Activity
According to the text on not criticizing those who have entered the Mahayana, how should one respond to criticism?

Study text
⁂
Not to criticize those who have entered the Mahayana
Somebody who has entered the Mahayana is somebody who has committed themselves to becoming a Buddha for the sake of all living beings. They are like a spiritual prince or princess destined to one day take the throne. Just as we naturally treat with respect all those who we know will go on to become incredibly powerful, even if they are still a child now, how much more should we show respect to those who will go on to become the highest beings of all, fully enlightened Buddhas. Ultimately, of course, we don’t know who has or who has not entered the Mahayana, so just to be safe we should assume everybody has and treat them all accordingly!
Criticism (of the negative sort) is a form of anger. Anger is a wish to harm. Harming an ordinary being is bad, but harming a Bodhisattva is karmically the same as harming all living beings because if you harm somebody who is trying to help everybody it is the same as indirectly harming everybody. It is said that one moment of anger directed towards a bodhisattva creates the causes for countless lifetimes in the lower realms.
And let’s get real here: we are criticizing the people in our centers all of the time. It is rare indeed (indeed unheard of) for there to not be some sort of tension or drama in a Dharma center. There is a tremendous amount of judgment that takes place (why are they so deluded, why don’t they ever do work for the center, etc., etc., etc.). If we check, there is usually in a Dharma center a fair amount of talking badly behind other people’s backs. We know enough to know not to be critical of others to their faces, but then when they are gone we share our real feelings with some people we feel we relate to. Sometimes we are critical of our teachers and we encourage others to share our negative view. If we were sick, we would not intentionally go sneeze in somebody’s face, so if we are sick with delusion, why do we run to go infect others with our negative views?
This does not mean we should never say anything and pretend that everything is fine when it is not. We should of course go speak with people when we have differences of opinion in a constructive effort to resolve them. We all know the difference between being critical of somebody and making an honest effort to resolve differences.
Another common transgression of this vow is when we are critical of those in other traditions, especially those that are critical of us and our tradition. These are often people who have also entered the Mahayana, and it is just as much a transgression to criticize them as it is to criticize somebody within our own tradition. It can be very hard to not be critical, especially when they are shunning us or saying we have joined some crazed cult or they speak to us with hurtful or divisive words. Just because they are acting in deluded ways and not respecting their own vows does not give us license to do the same towards them. Indeed, if we do so all we do is prove them right. If we want to prove them wrong, then our actions need to be different. We respond to criticism with understanding, wisdom and respect.
⁂
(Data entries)

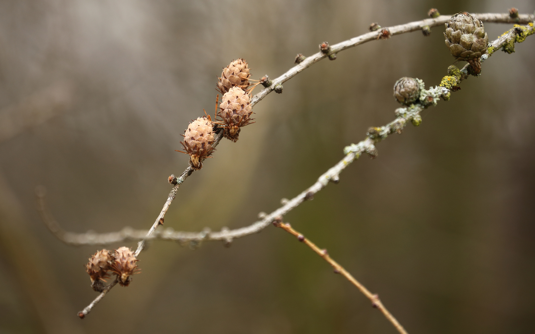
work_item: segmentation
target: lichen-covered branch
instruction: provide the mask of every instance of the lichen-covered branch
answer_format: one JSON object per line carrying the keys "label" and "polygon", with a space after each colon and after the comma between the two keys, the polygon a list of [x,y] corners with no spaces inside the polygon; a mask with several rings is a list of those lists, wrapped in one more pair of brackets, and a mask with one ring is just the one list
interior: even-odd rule
{"label": "lichen-covered branch", "polygon": [[277,227],[280,227],[284,230],[286,231],[290,234],[292,234],[294,236],[297,238],[297,240],[305,244],[309,247],[310,247],[312,250],[316,252],[316,253],[320,256],[324,260],[326,261],[327,263],[331,265],[333,268],[334,269],[334,273],[336,274],[340,274],[343,277],[346,277],[348,281],[349,281],[352,284],[357,287],[363,295],[366,296],[370,301],[371,301],[372,306],[378,309],[384,315],[386,319],[389,321],[395,327],[398,331],[401,334],[408,334],[407,331],[405,329],[403,328],[401,324],[398,321],[398,320],[394,317],[386,307],[383,305],[381,302],[381,300],[379,299],[379,296],[376,293],[372,293],[370,292],[368,289],[366,288],[362,284],[357,281],[353,275],[350,274],[343,267],[340,265],[338,262],[333,260],[329,255],[329,253],[327,252],[326,249],[321,249],[319,247],[316,245],[316,244],[310,241],[308,238],[305,238],[304,236],[302,234],[295,230],[289,223],[284,223],[282,222],[282,218],[279,217],[279,219],[277,219],[273,222],[273,225]]}
{"label": "lichen-covered branch", "polygon": [[[533,23],[530,22],[530,21],[532,21],[534,19],[534,17],[535,17],[533,14],[521,14],[519,15],[518,17],[516,19],[511,19],[509,17],[509,14],[508,14],[486,13],[475,14],[473,15],[479,19],[487,22],[500,23],[519,22],[528,23],[528,26],[525,27],[519,26],[517,26],[517,25],[515,25],[514,28],[508,30],[506,33],[504,33],[502,36],[500,36],[497,39],[492,42],[490,43],[491,46],[488,47],[487,54],[483,55],[482,57],[482,61],[486,59],[496,50],[499,50],[500,47],[503,47],[508,45],[508,43],[510,44],[512,42],[514,45],[515,42],[522,42],[525,39],[525,37],[527,36],[533,34]],[[415,29],[415,27],[420,26],[422,25],[429,25],[430,24],[432,26],[438,26],[443,24],[448,19],[449,19],[449,17],[450,17],[448,15],[440,15],[435,19],[427,19],[422,21],[410,22],[406,25],[401,25],[399,26],[389,27],[388,29],[391,29],[391,31],[395,32],[395,33],[393,33],[393,34],[399,34],[403,33],[410,32],[417,30],[417,29]],[[522,34],[519,33],[519,31],[522,31]],[[370,38],[370,36],[374,37],[373,38]],[[377,37],[378,36],[378,33],[376,31],[365,34],[360,36],[352,38],[351,39],[333,45],[331,46],[331,48],[335,48],[334,50],[338,50],[338,48],[339,47],[338,46],[343,45],[345,46],[344,49],[347,49],[347,47],[350,47],[350,46],[355,46],[358,45],[359,44],[365,43],[365,42],[374,40],[377,39]],[[361,42],[355,42],[355,41],[359,41]],[[351,44],[350,41],[354,41],[353,44]],[[347,45],[350,46],[347,46]],[[508,49],[507,50],[506,50],[506,52],[510,51],[510,49]],[[320,52],[319,53],[322,53]],[[306,61],[307,60],[309,60],[309,61],[312,61],[312,58],[316,55],[318,55],[318,54],[311,56],[311,57],[305,58],[305,61],[301,62],[299,65],[293,67],[282,75],[274,79],[273,81],[273,83],[271,86],[274,86],[274,85],[276,84],[277,83],[280,83],[286,81],[290,78],[295,76],[297,73],[299,73],[304,68],[306,68],[306,67],[308,67],[314,62],[316,62],[317,61],[319,61],[319,60],[325,58],[325,57],[324,57],[325,56],[324,54],[322,53],[322,55],[321,55],[318,59],[310,63],[304,63],[304,61]],[[308,63],[308,65],[304,66],[303,64],[305,63]],[[465,66],[464,68],[461,70],[461,74],[460,75],[461,75],[461,76],[459,79],[456,78],[455,76],[450,75],[444,77],[444,78],[442,79],[442,82],[441,83],[441,86],[443,88],[446,88],[448,90],[448,92],[446,93],[443,97],[445,97],[447,99],[449,97],[449,96],[448,95],[449,90],[450,90],[452,87],[456,86],[456,84],[458,84],[461,80],[466,77],[466,76],[468,75],[467,69],[468,66]],[[448,80],[449,81],[449,83],[448,82]],[[455,83],[456,83],[456,84]],[[265,95],[270,92],[271,90],[271,90],[270,88],[263,90],[253,98],[253,102],[251,102],[251,104],[257,103],[258,101],[263,98]],[[431,97],[430,98],[432,98],[433,100],[432,102],[430,102],[430,104],[434,105],[434,104],[435,104],[437,101],[438,100],[439,98],[440,97],[441,95],[442,94],[443,91],[442,88],[435,88],[435,89],[431,89],[430,91],[425,91],[424,93],[426,94],[426,92],[429,92],[429,96]],[[241,237],[242,236],[244,236],[246,235],[248,235],[249,234],[260,232],[262,229],[269,225],[269,224],[273,221],[274,217],[280,214],[286,214],[290,210],[299,205],[301,204],[301,203],[302,203],[302,202],[305,200],[305,197],[307,196],[307,194],[309,194],[309,196],[314,195],[316,192],[317,192],[317,191],[320,190],[320,189],[325,186],[325,185],[326,185],[328,181],[332,180],[335,182],[338,182],[338,174],[342,170],[343,170],[346,166],[353,162],[355,157],[358,158],[358,156],[360,156],[360,155],[363,152],[372,152],[373,153],[373,152],[376,152],[374,146],[373,146],[374,141],[371,140],[370,139],[370,138],[379,138],[380,139],[384,139],[390,133],[394,132],[401,131],[403,127],[404,126],[408,121],[411,121],[415,124],[418,124],[419,122],[421,121],[421,118],[419,117],[419,113],[423,110],[425,107],[429,106],[429,105],[427,105],[427,106],[423,106],[416,104],[414,105],[414,106],[410,108],[410,110],[406,108],[398,108],[396,109],[396,115],[398,116],[402,116],[403,117],[398,117],[398,118],[397,118],[395,120],[384,126],[371,128],[370,129],[371,133],[369,134],[370,135],[370,138],[360,142],[358,144],[353,144],[352,145],[346,147],[345,152],[348,154],[348,155],[345,157],[344,158],[337,164],[336,165],[322,175],[316,183],[308,189],[304,190],[291,201],[288,201],[277,210],[273,211],[269,214],[264,216],[261,220],[256,221],[253,224],[245,227],[233,230],[229,230],[227,228],[224,228],[220,232],[210,232],[208,229],[205,229],[204,230],[200,232],[175,231],[171,227],[168,227],[163,231],[156,230],[156,228],[158,227],[158,225],[159,225],[160,219],[163,219],[165,212],[166,212],[169,205],[171,204],[173,200],[174,199],[174,197],[177,195],[178,188],[180,187],[182,182],[184,182],[184,180],[188,176],[191,175],[192,173],[193,172],[194,170],[191,166],[188,166],[178,178],[173,176],[170,177],[169,181],[174,185],[173,188],[171,189],[171,192],[168,195],[167,200],[166,201],[162,211],[160,212],[160,214],[158,215],[156,220],[155,221],[154,224],[153,224],[151,229],[149,230],[148,232],[147,230],[135,230],[128,227],[125,227],[121,230],[119,232],[102,234],[97,234],[92,232],[87,232],[86,233],[74,233],[66,232],[61,228],[57,222],[56,222],[50,213],[48,212],[44,204],[44,194],[41,191],[37,192],[39,204],[38,209],[41,213],[41,217],[42,218],[43,221],[44,221],[47,226],[49,228],[51,232],[52,232],[52,233],[54,233],[54,235],[62,241],[72,245],[106,245],[123,241],[140,240],[142,241],[141,242],[143,242],[143,244],[144,244],[144,242],[143,241],[143,240],[154,239],[174,241],[181,242],[193,241],[196,243],[203,241],[223,241],[225,243],[228,243],[228,242],[232,241],[233,238]],[[376,134],[376,132],[377,132],[377,134]],[[377,137],[377,134],[379,135],[378,137]],[[216,147],[219,144],[221,138],[222,134],[220,133],[218,134],[216,138],[215,142],[212,146],[214,147]],[[352,156],[351,155],[349,154],[351,152],[355,153],[356,155],[355,156]],[[320,181],[321,180],[323,180],[323,181]],[[141,246],[141,249],[142,249],[142,245]],[[139,251],[141,251],[139,248],[138,248],[138,250],[139,250]],[[136,254],[137,255],[139,253],[139,252],[136,250]]]}
{"label": "lichen-covered branch", "polygon": [[[492,20],[493,22],[508,22],[510,18],[507,18],[505,14],[475,14],[475,15],[482,20],[485,20],[486,19]],[[515,19],[515,22],[524,22],[533,20],[533,15],[522,15]],[[281,92],[282,86],[281,84],[290,78],[293,77],[299,72],[301,71],[307,67],[311,66],[313,63],[317,62],[322,59],[328,57],[331,59],[335,59],[336,53],[346,49],[355,46],[362,44],[366,42],[372,41],[380,38],[388,38],[391,35],[397,35],[404,33],[408,33],[422,29],[424,26],[427,28],[431,26],[438,26],[445,22],[450,17],[447,15],[441,15],[433,19],[428,19],[420,21],[416,21],[389,27],[388,28],[383,28],[378,31],[372,31],[364,35],[358,36],[351,39],[342,42],[338,44],[332,45],[329,48],[328,44],[326,44],[325,50],[322,49],[323,52],[320,52],[312,56],[306,58],[302,60],[297,66],[292,68],[288,71],[285,73],[282,76],[273,80],[271,82],[271,85],[257,94],[251,102],[251,106],[257,103],[266,95],[269,93],[272,90],[276,90],[277,92]],[[501,21],[500,21],[501,20]],[[386,30],[385,30],[385,29]],[[429,29],[426,29],[429,32]],[[532,22],[530,23],[528,26],[522,27],[515,25],[515,27],[512,29],[504,34],[504,35],[491,43],[491,46],[487,51],[488,55],[486,58],[492,54],[495,49],[502,47],[504,51],[511,53],[514,52],[514,45],[515,42],[519,43],[523,42],[527,36],[533,34],[533,25]],[[385,32],[386,31],[386,32]],[[511,51],[511,45],[513,45]],[[322,44],[323,45],[323,44]],[[494,49],[491,49],[491,48]],[[327,52],[325,52],[327,51]],[[482,60],[485,59],[483,59]],[[485,58],[485,59],[486,59]],[[388,134],[396,132],[401,133],[402,129],[410,121],[414,125],[419,125],[422,121],[420,113],[424,109],[431,106],[435,106],[440,98],[444,100],[448,100],[450,97],[450,91],[454,91],[454,88],[457,86],[458,83],[465,78],[469,72],[469,68],[465,67],[463,70],[460,70],[455,66],[450,66],[448,69],[449,75],[446,76],[442,79],[440,86],[434,88],[430,88],[428,90],[425,89],[425,85],[421,80],[416,79],[417,81],[418,96],[417,100],[413,104],[404,107],[400,108],[395,110],[396,118],[393,121],[380,128],[371,128],[369,130],[368,137],[363,141],[357,144],[351,144],[346,147],[344,149],[344,153],[346,156],[342,160],[339,162],[333,167],[330,169],[326,172],[322,174],[318,180],[307,189],[305,190],[301,194],[289,201],[287,201],[283,206],[279,208],[269,214],[263,216],[261,220],[256,221],[251,225],[242,227],[240,228],[228,230],[226,228],[223,229],[220,232],[211,232],[209,230],[205,229],[203,232],[198,233],[188,232],[175,232],[169,229],[166,229],[164,232],[156,233],[156,229],[158,226],[163,224],[163,220],[166,212],[169,206],[174,199],[178,188],[182,182],[190,175],[194,170],[194,168],[190,166],[184,171],[184,172],[178,178],[171,176],[169,178],[169,182],[173,185],[173,187],[167,197],[167,200],[165,202],[160,214],[158,215],[154,224],[150,229],[146,232],[143,231],[133,231],[127,229],[124,229],[121,232],[116,232],[112,234],[105,234],[103,235],[97,235],[95,234],[74,234],[67,232],[59,227],[53,218],[48,214],[45,210],[43,197],[44,195],[39,195],[40,198],[40,212],[43,217],[43,220],[47,224],[50,230],[62,241],[70,244],[104,244],[110,242],[124,241],[126,240],[134,240],[141,238],[138,243],[137,248],[135,252],[135,256],[137,257],[140,252],[143,250],[146,241],[149,239],[159,238],[162,240],[177,240],[179,241],[193,241],[198,242],[204,240],[223,240],[227,244],[230,244],[233,238],[241,237],[246,235],[248,235],[253,233],[260,232],[265,228],[271,222],[279,217],[284,216],[288,212],[297,206],[301,203],[307,200],[311,200],[314,195],[320,190],[325,187],[330,181],[338,182],[339,180],[339,174],[349,164],[355,160],[358,159],[363,153],[368,154],[372,158],[374,158],[377,155],[377,150],[375,147],[375,144],[380,140],[385,139]],[[221,132],[219,132],[216,136],[215,141],[212,145],[215,147],[220,141],[223,137]],[[141,236],[144,234],[142,237]],[[102,292],[95,300],[89,305],[86,307],[82,311],[79,313],[80,317],[83,317],[86,315],[90,312],[92,308],[96,305],[113,286],[115,282],[111,283],[106,287],[103,292]],[[385,314],[386,315],[386,314]]]}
⁂
Finished task
With understanding, wisdom and respect.